### Kutipan ###

Pekanbaru,Cakrawala-Protes keras seorang orang tua siswa meledak ke publik setelah surat keberatan yang dilayangkan ke Dinas Pendidikan Provinsi Riau dan Ombudsman RI Perwakilan Provinsi Riau tak digubris sedikit pun.
Surat bernomor 81/KHE/VII/2025 dari Kantor Hukum ETOS atas nama Mardun, S.H., CTA melaporkan dugaan maladministrasi brutal oleh pihak SMA Negeri 15 Pekanbaru yang menahan rapor dan memaksa orang tua menandatangani “surat pernyataan” hanya karena anak dianggap “naik percobaan”.
Ironis, Kepala Dinas Pendidikan Provinsi Riau Erisman Yahya yang seharusnya menjadi pelindung hak pendidikan anak, justru bungkam seribu bahasa. Tidak ada klarifikasi, tidak ada investigasi, tidak ada tindakan korektif. Erisman seolah lebih nyaman bersembunyi di balik meja birokrasi ketimbang membela hak anak didik di Riau.
Lebih mengecewakan lagi, Ketua Ombudsman RI Perwakilan Riau Bambang Pratama, yang punya mandat langsung dari undang-undang untuk menangani dugaan maladministrasi, justru ikut membisu, bahkan setelah dikonfirmasi oleh media. Apakah tupoksi lembaga ini hanya formalitas belaka?

### Informasi yang Diekstrak ###

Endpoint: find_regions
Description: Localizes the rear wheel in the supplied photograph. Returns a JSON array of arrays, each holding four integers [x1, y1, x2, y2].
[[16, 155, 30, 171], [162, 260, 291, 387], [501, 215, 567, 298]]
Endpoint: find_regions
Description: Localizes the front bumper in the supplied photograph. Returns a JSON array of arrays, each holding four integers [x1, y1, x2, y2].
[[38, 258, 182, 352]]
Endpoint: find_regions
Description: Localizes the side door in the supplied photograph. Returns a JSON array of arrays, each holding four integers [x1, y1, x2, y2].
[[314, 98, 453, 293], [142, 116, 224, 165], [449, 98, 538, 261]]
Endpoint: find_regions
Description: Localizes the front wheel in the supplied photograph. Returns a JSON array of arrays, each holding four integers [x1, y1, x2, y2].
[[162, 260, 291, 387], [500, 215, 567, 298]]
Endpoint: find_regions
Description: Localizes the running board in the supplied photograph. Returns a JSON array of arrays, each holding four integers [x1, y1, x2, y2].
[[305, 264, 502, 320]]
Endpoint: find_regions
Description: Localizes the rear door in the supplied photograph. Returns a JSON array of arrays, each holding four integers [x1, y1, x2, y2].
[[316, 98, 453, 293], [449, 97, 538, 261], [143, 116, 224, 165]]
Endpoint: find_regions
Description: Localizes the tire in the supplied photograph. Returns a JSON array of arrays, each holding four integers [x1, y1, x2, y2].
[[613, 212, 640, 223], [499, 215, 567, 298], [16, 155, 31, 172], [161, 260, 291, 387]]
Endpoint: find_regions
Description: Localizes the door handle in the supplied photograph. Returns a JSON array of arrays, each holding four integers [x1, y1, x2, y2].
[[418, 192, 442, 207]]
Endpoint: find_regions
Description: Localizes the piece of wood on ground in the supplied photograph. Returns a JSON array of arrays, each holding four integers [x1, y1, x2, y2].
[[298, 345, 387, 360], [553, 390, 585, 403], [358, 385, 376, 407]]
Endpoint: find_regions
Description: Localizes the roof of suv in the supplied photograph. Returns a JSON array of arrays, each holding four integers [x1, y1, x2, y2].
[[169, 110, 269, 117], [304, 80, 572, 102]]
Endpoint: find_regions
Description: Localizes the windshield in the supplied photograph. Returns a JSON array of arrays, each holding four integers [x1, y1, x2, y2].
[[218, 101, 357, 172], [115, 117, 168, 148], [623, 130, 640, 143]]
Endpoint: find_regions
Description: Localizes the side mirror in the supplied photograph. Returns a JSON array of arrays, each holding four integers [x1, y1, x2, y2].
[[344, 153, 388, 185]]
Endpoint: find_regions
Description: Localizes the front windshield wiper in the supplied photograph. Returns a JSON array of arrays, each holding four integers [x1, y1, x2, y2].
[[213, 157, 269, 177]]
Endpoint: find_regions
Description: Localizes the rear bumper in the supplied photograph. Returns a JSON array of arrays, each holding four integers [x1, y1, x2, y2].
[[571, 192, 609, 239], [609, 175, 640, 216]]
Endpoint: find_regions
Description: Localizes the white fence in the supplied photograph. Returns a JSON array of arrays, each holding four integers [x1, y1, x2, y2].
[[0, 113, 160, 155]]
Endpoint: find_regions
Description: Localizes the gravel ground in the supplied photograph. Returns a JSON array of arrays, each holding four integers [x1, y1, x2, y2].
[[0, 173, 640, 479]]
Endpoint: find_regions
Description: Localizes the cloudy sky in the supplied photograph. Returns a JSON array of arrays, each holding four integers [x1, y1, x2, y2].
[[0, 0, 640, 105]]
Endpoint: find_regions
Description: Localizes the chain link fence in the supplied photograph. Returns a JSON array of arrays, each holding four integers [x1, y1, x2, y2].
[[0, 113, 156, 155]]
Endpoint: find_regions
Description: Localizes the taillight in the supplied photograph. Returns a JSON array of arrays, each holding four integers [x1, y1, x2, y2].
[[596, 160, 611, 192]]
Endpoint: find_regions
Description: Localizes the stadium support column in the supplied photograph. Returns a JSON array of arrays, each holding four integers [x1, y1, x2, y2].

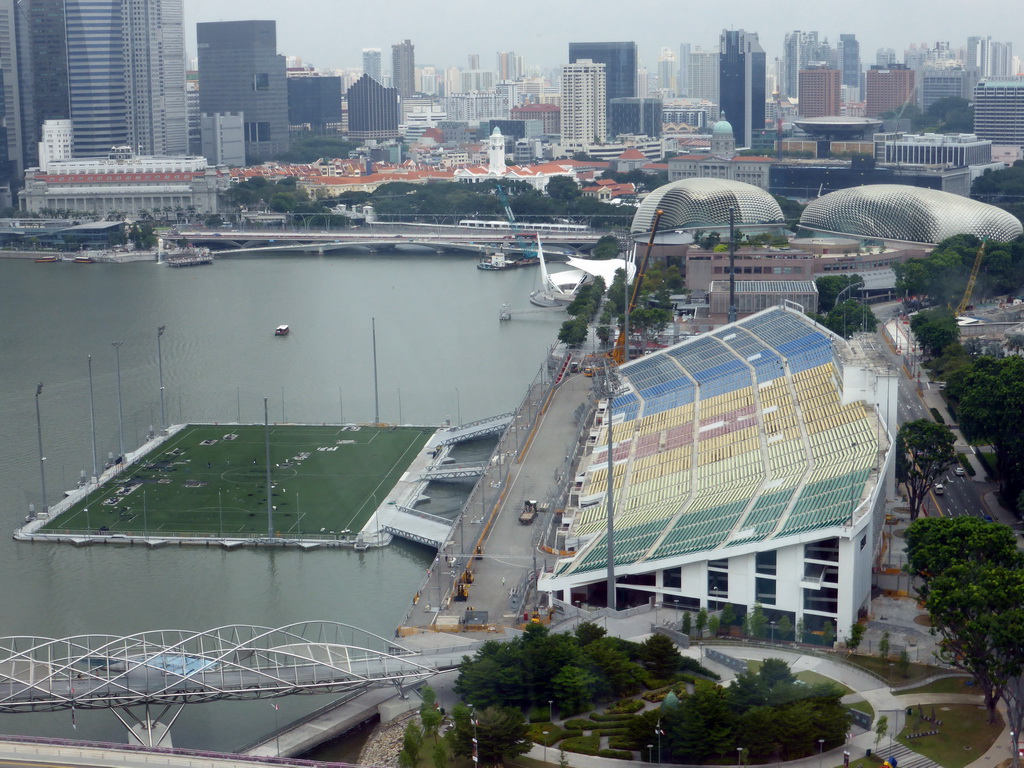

###

**Daftar Tugas:**
a - Geser setiap koordinat kotak pembatas dalam jawaban dengan menambahkan 52 pada tiap angkanya, lalu tuliskan kembali semua baris catatan, termasuk permintaannya, mulai dari awal catatan sampai dengan baris yang memuat "98, 538, 261]]".
b - Lanjutkan kutipan tentang surat keberatan orang tua siswa SMA Negeri 15 Pekanbaru, dimulai sesudah kalimat terakhirnya.
Kutipan dan catatan di atas merupakan dua bahan yang terpisah.

**Jawaban Tiap Tugas:**
a -
Endpoint: find_regions
Description: Localizes the rear wheel in the supplied photograph. Returns a JSON array of arrays, each holding four integers [x1, y1, x2, y2].
[[68, 207, 82, 223], [214, 312, 343, 439], [553, 267, 619, 350]]
Endpoint: find_regions
Description: Localizes the front bumper in the supplied photograph. Returns a JSON array of arrays, each holding four integers [x1, y1, x2, y2].
[[90, 310, 234, 404]]
Endpoint: find_regions
Description: Localizes the side door in the supplied photograph. Returns a JSON array of arrays, each holding four integers [x1, y1, x2, y2].
[[366, 150, 505, 345], [194, 168, 276, 217], [501, 150, 590, 313]]

b -
Pertanyaannya: apa gunanya institusi jika diam saat warga meminta perlindungan hukum? Apa artinya Dinas Pendidikan dan Ombudsman jika ketika anak bangsa diperlakukan semena-mena oleh sekolah, mereka malah menutup mata?
Sikap abai dan pasif dari dua pejabat publik ini bukan sekadar kelalaian, tapi bisa disebut sebagai pengkhianatan terhadap amanah undang-undang dan rakyat. Jangan sampai rakyat menilai bahwa jabatan mereka hanya simbol tanpa makna.
Rakyat sudah bosan dengan birokrasi yang lamban, lembaga yang mandul, dan pemimpin yang hanya aktif saat pencitraan. Jika Kepala Dinas Pendidikan dan Ombudsman tidak berani membela hak anak, maka publik berhak bertanya: siapa yang mereka bela sebenarnya.(ef)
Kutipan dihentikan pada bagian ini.